EXERCISE OBJECTIVE >>
Find how many lines of the entries contain the word "cluster", then report that figure alone.
[[ THE RECORDS open ]]
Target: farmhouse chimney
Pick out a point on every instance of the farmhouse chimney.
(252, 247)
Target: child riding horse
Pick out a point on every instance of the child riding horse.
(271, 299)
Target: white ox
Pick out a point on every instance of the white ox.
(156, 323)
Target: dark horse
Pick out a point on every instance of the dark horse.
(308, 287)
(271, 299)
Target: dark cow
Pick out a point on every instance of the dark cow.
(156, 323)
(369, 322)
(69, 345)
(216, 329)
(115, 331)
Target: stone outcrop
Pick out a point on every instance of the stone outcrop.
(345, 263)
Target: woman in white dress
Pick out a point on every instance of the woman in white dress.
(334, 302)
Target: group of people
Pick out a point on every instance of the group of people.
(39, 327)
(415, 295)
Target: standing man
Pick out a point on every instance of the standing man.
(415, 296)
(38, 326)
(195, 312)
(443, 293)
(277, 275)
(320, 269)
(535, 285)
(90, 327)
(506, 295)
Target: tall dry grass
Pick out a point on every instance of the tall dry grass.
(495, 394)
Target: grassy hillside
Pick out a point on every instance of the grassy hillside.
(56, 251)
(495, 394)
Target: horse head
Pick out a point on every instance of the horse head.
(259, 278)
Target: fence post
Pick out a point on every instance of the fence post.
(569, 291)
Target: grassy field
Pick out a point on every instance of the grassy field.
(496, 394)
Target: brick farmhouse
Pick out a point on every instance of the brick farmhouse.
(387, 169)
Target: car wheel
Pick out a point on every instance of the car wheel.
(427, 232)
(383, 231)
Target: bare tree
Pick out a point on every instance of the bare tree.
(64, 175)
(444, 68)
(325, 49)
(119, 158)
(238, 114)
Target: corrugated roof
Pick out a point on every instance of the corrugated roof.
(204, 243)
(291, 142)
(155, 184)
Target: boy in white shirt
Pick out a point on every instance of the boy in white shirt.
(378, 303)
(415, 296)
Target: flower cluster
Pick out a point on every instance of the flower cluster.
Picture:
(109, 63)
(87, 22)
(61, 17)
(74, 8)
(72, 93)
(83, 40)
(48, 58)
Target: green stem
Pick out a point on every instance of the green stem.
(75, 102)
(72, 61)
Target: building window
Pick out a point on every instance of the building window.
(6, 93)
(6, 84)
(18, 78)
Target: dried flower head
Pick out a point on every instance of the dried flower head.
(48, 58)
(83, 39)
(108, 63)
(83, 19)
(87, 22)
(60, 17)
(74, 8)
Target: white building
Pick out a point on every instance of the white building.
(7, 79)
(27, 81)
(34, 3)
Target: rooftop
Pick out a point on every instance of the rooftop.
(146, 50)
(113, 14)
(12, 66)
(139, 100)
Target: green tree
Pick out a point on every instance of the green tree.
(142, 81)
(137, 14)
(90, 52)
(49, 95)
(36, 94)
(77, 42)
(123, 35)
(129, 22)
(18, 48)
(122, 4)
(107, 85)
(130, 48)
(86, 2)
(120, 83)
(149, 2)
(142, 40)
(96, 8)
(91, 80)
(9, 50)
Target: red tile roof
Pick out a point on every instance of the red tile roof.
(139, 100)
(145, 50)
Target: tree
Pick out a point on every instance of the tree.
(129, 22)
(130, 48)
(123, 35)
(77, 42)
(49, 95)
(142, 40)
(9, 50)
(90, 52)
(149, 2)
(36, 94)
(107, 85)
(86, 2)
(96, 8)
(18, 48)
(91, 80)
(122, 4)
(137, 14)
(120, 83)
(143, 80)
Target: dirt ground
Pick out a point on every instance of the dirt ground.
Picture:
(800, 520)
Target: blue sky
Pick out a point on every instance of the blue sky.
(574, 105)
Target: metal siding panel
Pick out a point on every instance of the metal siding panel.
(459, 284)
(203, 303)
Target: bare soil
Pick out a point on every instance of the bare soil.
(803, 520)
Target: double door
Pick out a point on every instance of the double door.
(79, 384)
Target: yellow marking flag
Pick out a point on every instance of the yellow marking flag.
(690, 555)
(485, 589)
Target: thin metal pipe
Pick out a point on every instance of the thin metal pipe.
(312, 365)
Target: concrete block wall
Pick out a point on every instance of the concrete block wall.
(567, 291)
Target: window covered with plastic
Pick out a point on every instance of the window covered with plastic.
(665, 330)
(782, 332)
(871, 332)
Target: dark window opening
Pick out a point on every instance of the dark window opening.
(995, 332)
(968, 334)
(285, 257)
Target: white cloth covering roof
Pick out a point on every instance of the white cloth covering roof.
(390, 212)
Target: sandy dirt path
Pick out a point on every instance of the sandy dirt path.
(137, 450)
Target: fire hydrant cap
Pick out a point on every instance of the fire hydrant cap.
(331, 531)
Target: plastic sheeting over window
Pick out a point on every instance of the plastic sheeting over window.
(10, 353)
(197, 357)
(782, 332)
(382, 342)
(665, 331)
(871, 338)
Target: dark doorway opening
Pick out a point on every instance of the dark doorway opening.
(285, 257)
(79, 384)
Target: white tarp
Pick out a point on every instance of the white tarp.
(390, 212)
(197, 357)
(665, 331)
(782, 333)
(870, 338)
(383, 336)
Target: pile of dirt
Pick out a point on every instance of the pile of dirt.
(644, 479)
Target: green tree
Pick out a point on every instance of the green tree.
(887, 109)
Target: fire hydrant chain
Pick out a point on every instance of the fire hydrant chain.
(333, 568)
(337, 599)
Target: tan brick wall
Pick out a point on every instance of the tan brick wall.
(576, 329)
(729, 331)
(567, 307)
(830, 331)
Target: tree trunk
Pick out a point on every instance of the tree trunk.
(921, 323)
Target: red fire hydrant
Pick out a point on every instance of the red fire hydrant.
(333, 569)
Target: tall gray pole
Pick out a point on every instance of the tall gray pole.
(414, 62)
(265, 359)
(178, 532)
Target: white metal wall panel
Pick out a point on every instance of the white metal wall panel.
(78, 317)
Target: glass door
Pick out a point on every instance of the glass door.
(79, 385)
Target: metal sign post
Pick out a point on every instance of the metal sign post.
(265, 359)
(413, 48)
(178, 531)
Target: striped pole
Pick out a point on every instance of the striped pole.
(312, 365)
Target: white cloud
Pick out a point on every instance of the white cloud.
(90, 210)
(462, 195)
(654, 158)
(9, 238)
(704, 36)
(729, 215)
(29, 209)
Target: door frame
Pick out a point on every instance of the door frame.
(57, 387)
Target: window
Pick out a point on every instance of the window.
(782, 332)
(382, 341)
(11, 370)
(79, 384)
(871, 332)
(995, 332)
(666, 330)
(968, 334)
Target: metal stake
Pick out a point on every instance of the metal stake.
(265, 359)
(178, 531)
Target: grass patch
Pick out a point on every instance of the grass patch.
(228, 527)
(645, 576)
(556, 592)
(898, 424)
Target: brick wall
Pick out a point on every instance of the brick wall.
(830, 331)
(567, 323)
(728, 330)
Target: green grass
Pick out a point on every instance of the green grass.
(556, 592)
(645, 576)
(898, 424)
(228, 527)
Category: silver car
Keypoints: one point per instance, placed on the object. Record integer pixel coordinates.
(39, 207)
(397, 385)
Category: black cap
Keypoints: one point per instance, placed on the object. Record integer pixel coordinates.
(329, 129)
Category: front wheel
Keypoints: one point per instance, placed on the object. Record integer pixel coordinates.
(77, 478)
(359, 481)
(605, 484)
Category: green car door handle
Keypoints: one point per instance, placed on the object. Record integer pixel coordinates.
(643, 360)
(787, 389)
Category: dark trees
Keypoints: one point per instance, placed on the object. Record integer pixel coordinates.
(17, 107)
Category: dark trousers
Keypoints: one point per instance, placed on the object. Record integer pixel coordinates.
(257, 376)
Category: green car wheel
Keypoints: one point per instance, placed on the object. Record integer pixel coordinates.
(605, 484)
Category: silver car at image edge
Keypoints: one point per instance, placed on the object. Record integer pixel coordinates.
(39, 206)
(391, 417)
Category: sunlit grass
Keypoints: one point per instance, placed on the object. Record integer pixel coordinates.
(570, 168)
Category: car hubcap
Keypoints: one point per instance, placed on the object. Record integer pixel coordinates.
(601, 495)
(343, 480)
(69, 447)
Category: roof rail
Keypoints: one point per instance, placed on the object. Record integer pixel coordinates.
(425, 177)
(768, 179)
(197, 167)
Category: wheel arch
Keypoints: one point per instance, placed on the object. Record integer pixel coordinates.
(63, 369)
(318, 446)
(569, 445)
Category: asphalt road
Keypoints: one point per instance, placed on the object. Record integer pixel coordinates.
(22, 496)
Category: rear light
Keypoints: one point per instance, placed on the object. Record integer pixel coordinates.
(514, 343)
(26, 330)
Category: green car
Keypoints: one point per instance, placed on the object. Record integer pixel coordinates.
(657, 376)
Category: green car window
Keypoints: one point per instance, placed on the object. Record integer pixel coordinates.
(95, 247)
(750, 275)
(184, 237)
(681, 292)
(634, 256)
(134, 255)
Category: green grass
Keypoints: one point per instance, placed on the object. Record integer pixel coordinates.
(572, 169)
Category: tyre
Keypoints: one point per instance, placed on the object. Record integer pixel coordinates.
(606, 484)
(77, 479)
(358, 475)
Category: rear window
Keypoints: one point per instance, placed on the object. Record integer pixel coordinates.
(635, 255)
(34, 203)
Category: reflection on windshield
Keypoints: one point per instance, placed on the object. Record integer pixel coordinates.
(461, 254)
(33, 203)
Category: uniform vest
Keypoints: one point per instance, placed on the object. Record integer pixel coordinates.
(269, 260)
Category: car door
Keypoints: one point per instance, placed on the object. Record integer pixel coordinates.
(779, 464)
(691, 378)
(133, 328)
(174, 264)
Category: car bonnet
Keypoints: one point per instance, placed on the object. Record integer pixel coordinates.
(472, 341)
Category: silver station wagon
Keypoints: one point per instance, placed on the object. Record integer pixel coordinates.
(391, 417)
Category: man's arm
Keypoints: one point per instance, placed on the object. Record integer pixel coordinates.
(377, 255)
[[ THE RECORDS closed ]]
SOLUTION TO THIS EXERCISE >>
2